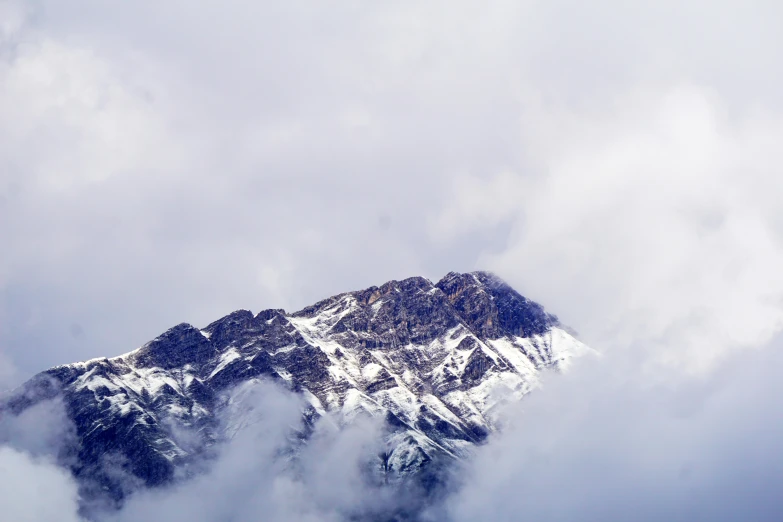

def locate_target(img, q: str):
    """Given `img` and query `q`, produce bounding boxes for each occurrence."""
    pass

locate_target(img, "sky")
[2,0,783,379]
[2,0,783,520]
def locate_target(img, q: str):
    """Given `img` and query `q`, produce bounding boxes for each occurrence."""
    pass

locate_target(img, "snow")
[544,327,596,369]
[276,368,293,381]
[302,390,327,415]
[280,297,592,464]
[421,393,464,427]
[486,337,540,378]
[162,401,187,416]
[76,374,122,393]
[288,296,358,335]
[269,343,300,355]
[361,363,384,381]
[40,276,594,489]
[341,388,385,420]
[441,389,488,428]
[62,319,589,469]
[374,386,418,424]
[121,367,182,395]
[208,348,242,379]
[399,369,422,388]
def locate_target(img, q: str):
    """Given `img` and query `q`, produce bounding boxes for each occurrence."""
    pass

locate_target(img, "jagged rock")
[0,271,590,512]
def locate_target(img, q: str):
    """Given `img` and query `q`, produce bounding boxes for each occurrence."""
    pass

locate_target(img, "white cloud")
[441,337,783,522]
[3,0,781,377]
[0,447,83,522]
[0,1,25,41]
[434,84,783,374]
[106,381,398,522]
[0,397,83,521]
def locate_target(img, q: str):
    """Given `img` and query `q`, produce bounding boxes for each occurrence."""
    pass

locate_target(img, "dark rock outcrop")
[1,271,585,515]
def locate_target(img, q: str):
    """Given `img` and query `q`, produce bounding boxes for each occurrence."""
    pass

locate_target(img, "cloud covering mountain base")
[440,342,783,522]
[2,338,782,522]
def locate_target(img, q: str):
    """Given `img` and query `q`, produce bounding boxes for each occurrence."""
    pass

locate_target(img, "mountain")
[1,271,590,514]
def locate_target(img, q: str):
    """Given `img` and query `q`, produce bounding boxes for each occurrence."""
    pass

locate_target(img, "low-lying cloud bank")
[436,340,783,522]
[0,446,83,522]
[102,382,404,522]
[2,341,782,522]
[0,377,431,521]
[0,390,82,521]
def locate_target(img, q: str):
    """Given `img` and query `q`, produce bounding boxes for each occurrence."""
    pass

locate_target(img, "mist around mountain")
[2,271,783,521]
[1,271,591,520]
[3,331,783,522]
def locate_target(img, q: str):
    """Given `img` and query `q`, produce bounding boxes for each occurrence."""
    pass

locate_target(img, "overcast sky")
[2,0,783,381]
[3,1,783,521]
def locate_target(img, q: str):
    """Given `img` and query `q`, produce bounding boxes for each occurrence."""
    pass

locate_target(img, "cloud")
[3,0,783,379]
[0,0,461,374]
[434,84,783,374]
[0,396,75,458]
[0,447,84,522]
[438,335,783,522]
[0,350,15,390]
[98,380,412,522]
[0,378,400,522]
[0,396,84,521]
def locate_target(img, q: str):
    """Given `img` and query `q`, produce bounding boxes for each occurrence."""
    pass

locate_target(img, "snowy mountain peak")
[2,271,591,512]
[131,323,215,370]
[437,270,558,338]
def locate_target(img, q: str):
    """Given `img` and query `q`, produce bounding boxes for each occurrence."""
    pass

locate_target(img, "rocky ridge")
[1,271,591,509]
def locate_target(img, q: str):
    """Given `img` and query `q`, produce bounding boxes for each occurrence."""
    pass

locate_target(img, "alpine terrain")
[1,271,591,515]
-----
**About this exercise**
Would you please output each record exactly, leaving the images out?

**Answer box**
def locate_target(img, q: str):
    """Given `img` and query `q`, produce bounding boxes for each occurrence."""
    pass

locate_target(img, "sky")
[2,0,783,379]
[2,0,783,520]
def locate_target(img, q: str):
    """Given `img` and query `q`, produce bounding boxes for each occurrence."""
    pass

locate_target(img, "snow")
[544,327,596,369]
[276,368,293,381]
[302,390,327,415]
[280,297,592,464]
[421,393,464,427]
[486,337,540,378]
[162,401,187,416]
[76,374,122,393]
[288,296,358,335]
[269,343,300,355]
[361,363,384,381]
[40,276,594,489]
[341,388,385,420]
[441,389,488,428]
[62,319,589,469]
[374,386,418,424]
[121,367,182,395]
[208,348,242,379]
[399,369,422,388]
def locate_target(img, q: str):
    """Given `img` and query `q`, produce bounding boxes for each occurrence."""
    pass

locate_target(img, "jagged rock")
[0,271,590,512]
def locate_target(img, q: str):
    """Given `img` and query `q`, produce bounding boxes for each occurrence."""
    pass

locate_target(img, "white cloud")
[441,337,783,522]
[3,0,781,377]
[0,447,83,522]
[0,1,25,41]
[434,84,783,374]
[106,381,398,522]
[0,397,83,521]
def locate_target(img, q: str):
    """Given `img` and query `q`, produce bounding boxes for each occurrence."""
    pass

locate_target(img, "dark rock outcrop")
[1,271,585,515]
def locate_target(img, q: str):
    """Given `img` and query `q`, produce bounding boxes for each occurrence."""
    pass

locate_target(img, "cloud covering mountain base")
[440,342,783,522]
[2,338,782,522]
def locate_target(img, q: str):
    """Given `img` and query `q`, produce bounding boxes for each occurrence."""
    pass

locate_target(img, "mountain")
[1,271,590,514]
def locate_target(img, q: str):
    """Given `img` and query `q`, produce bounding boxes for each occurrence."""
    pass

locate_target(img, "low-lying cloud bank")
[436,340,783,522]
[0,446,83,522]
[102,382,404,522]
[2,341,782,522]
[0,377,431,521]
[0,390,82,521]
def locate_target(img, q: str):
    """Given `img` and query `q`, produce bounding boxes for each occurrence."""
    pass

locate_target(img, "mist around mountain")
[2,271,783,521]
[1,271,591,520]
[3,331,783,522]
def locate_target(img, q: str):
    """Given `img` and query `q`, produce bounding boxes for each occurrence."""
    pass

locate_target(img, "overcast sky")
[2,0,783,381]
[3,1,783,521]
def locate_target(img, q: str):
    """Given `img` and query `q`, produce bounding boxes for each occurrence."""
    pass

locate_target(img, "cloud")
[3,0,783,379]
[0,0,461,374]
[434,84,783,374]
[0,396,75,458]
[0,447,84,522]
[438,335,783,522]
[0,350,15,390]
[98,380,412,522]
[0,378,400,522]
[0,396,84,521]
def locate_target(img, q: str):
    """Given `img` and query `q`, produce bounding boxes for each occurrence."""
    pass

locate_target(img, "snowy mountain peak")
[2,271,591,512]
[131,323,215,370]
[437,270,558,338]
def locate_target(img, q: str):
    """Given `img` and query `q`, produce bounding boxes for each occurrence."""
    pass

locate_target(img, "rocky ridge")
[1,271,591,509]
def locate_target(img, q: str):
    """Given `img` and query `q`, produce bounding boxes for each occurrence."""
    pass

locate_target(img, "alpine terrain")
[1,271,591,515]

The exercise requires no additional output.